**** EXERCISE INPUT

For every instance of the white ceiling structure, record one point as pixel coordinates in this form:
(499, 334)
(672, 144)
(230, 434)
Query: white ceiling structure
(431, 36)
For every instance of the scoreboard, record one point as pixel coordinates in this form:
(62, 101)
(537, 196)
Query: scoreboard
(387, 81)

********
**** EXERCISE INPUT

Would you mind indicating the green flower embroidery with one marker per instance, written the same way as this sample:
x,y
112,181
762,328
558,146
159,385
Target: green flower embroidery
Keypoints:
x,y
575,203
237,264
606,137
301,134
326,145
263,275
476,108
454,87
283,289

********

Among the records above, which lines hold the word "pixel"? Copy each one.

SOLUTION TO THE PROBLEM:
For every instance of the white ceiling structure, record one point as pixel coordinates in this form:
For every instance of the scoreboard, record one point as pixel coordinates in this form:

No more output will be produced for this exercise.